The task
An exact, complete copy of the data is all that is needed.

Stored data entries

+++

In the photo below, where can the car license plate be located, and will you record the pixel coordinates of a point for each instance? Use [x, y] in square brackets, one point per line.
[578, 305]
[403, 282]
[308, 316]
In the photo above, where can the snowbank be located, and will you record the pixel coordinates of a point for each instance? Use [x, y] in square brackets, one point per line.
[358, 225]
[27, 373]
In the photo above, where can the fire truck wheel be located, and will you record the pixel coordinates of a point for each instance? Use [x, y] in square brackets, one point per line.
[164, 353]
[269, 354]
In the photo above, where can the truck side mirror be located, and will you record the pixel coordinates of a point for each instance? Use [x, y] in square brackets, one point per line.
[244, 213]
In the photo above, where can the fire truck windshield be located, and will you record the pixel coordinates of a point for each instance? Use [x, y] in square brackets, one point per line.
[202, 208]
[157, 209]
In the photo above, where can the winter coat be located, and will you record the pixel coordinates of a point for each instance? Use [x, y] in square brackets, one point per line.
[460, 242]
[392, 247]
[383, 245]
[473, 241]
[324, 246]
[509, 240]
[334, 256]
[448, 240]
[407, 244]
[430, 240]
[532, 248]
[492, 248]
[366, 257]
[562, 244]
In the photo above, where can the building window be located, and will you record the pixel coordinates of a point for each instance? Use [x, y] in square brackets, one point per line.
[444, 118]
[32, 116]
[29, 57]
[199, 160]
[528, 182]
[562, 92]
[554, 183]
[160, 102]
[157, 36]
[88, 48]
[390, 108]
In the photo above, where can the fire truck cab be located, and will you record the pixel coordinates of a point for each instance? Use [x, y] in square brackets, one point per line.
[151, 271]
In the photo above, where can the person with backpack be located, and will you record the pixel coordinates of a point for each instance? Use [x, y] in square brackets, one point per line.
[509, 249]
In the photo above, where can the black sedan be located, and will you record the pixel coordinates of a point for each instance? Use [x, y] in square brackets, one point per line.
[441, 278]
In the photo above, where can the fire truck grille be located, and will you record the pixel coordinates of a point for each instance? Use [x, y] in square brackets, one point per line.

+++

Solution
In the photo below, where can the car license plate be located, and will you record the pixel coordinates of a point for each instance? Use [x, y] in square brackets, one point per line.
[578, 305]
[403, 282]
[308, 316]
In the photo above, where can the snowbank be located, and will you record the pixel coordinates of a point for each instance? Use [x, y] in square brackets, one point per line.
[358, 225]
[27, 373]
In the photo above, where can the fire truck wheel be located, and will you record the pixel coordinates of a point for each instance? Use [x, y] in square brackets, one point per line.
[164, 353]
[269, 354]
In the photo above, where can the truck side mirror be located, and will you record the pixel coordinates of a point for each instance? Use [x, y] in square brackets, one point per line.
[244, 213]
In the photo above, where can the fire truck windshield be located, and will you record the pixel coordinates of a point for each instance? Use [x, y] in square brackets, one point per line.
[202, 208]
[157, 209]
In the photo above, where can the winter coat be located, and will you record the pixel coordinates of a point for each instance? Use [x, y] in square brackets, one point per line.
[460, 242]
[392, 247]
[383, 245]
[473, 241]
[324, 246]
[509, 240]
[334, 256]
[448, 240]
[407, 244]
[430, 240]
[532, 248]
[492, 248]
[366, 257]
[562, 244]
In the photo above, where can the building window be located, and will you record the pixel coordinates of a point for each instance? Use [x, y] in square brackets, one point per line.
[444, 118]
[32, 116]
[29, 57]
[199, 160]
[528, 182]
[562, 92]
[554, 183]
[160, 102]
[157, 36]
[88, 48]
[390, 108]
In the photo above, where can the fire truck cab be located, and will you record the pixel coordinates of a point for each instance? Use [x, y] in square brackets, one point per line.
[151, 271]
In the photo above, where can the person with backpack be located, and will you record the pixel coordinates of a point for each instance? Use [x, y] in square brackets, one point per line.
[509, 249]
In the photo above, where can the black sedan be located, and will you record the pixel coordinates of a point for each instance? Use [x, y] in square brackets, one point per line.
[441, 278]
In the photo above, where can the fire truck grille be located, and will you record the pixel coordinates of a point for each instance? Use [x, y] in square brackets, one point per line.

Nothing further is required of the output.